# WHAT YOU NEED TO DO
Extract every line in the entries below that contains the string "window", matching case exactly.

# DATA LISTING
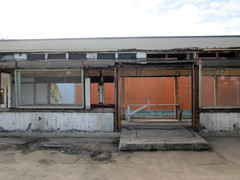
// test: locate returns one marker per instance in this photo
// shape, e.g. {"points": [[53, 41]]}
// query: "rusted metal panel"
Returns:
{"points": [[53, 121], [154, 72], [220, 121]]}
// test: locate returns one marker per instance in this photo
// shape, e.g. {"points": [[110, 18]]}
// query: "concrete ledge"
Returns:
{"points": [[144, 140], [62, 134]]}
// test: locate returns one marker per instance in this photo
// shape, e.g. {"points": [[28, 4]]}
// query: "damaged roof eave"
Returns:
{"points": [[121, 44]]}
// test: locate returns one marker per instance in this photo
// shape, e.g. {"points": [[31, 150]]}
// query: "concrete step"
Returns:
{"points": [[176, 139]]}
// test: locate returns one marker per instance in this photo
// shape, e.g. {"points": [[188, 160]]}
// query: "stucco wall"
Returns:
{"points": [[62, 121], [221, 121]]}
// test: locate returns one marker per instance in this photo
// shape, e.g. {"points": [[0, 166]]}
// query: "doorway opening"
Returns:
{"points": [[156, 102]]}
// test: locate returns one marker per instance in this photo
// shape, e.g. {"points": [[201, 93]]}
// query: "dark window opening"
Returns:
{"points": [[106, 56], [34, 56], [57, 56], [207, 55], [228, 55], [177, 56], [76, 55], [156, 56], [126, 55]]}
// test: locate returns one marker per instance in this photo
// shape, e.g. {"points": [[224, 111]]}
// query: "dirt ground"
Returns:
{"points": [[100, 159]]}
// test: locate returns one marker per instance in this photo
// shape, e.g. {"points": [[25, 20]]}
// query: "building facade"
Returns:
{"points": [[87, 84]]}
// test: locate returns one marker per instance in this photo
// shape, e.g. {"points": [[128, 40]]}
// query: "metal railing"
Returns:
{"points": [[143, 106]]}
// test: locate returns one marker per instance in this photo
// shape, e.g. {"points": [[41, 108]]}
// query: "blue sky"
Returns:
{"points": [[28, 19]]}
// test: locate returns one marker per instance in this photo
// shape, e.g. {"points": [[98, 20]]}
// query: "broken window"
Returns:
{"points": [[55, 88], [105, 55], [126, 55], [36, 56], [57, 56], [77, 55]]}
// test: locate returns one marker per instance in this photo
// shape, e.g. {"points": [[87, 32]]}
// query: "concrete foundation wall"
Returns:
{"points": [[62, 121], [220, 121]]}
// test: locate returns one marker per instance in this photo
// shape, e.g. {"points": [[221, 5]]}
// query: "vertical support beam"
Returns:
{"points": [[195, 97], [115, 98], [87, 93], [119, 99], [176, 109], [123, 98], [101, 93], [10, 91], [34, 93], [49, 92], [215, 90], [1, 84]]}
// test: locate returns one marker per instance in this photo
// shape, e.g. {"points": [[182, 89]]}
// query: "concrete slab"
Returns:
{"points": [[176, 139]]}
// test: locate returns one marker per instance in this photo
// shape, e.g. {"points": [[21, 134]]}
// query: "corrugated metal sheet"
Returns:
{"points": [[108, 44], [62, 121]]}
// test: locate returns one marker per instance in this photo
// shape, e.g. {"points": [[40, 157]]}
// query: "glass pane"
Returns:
{"points": [[50, 88]]}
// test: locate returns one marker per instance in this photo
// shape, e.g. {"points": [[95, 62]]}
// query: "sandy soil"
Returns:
{"points": [[100, 160]]}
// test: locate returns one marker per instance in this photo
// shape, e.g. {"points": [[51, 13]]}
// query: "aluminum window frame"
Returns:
{"points": [[201, 69], [17, 92]]}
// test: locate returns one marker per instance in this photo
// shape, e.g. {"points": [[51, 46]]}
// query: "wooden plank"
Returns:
{"points": [[176, 97]]}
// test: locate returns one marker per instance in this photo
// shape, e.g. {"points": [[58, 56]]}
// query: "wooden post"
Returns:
{"points": [[87, 93], [115, 98], [195, 97], [1, 85], [119, 99], [176, 109], [215, 91], [10, 91], [123, 98]]}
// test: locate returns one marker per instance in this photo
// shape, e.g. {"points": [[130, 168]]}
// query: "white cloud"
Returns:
{"points": [[105, 18]]}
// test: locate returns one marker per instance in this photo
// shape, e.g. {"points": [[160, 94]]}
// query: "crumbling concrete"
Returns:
{"points": [[181, 139]]}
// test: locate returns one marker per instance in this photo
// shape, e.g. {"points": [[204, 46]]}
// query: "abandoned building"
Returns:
{"points": [[102, 84]]}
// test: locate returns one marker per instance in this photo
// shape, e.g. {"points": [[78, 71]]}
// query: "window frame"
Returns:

# SOLVED PROBLEM
// query: "dark window opening"
// query: "broken window"
// query: "aluminum window frame"
// query: "window frame"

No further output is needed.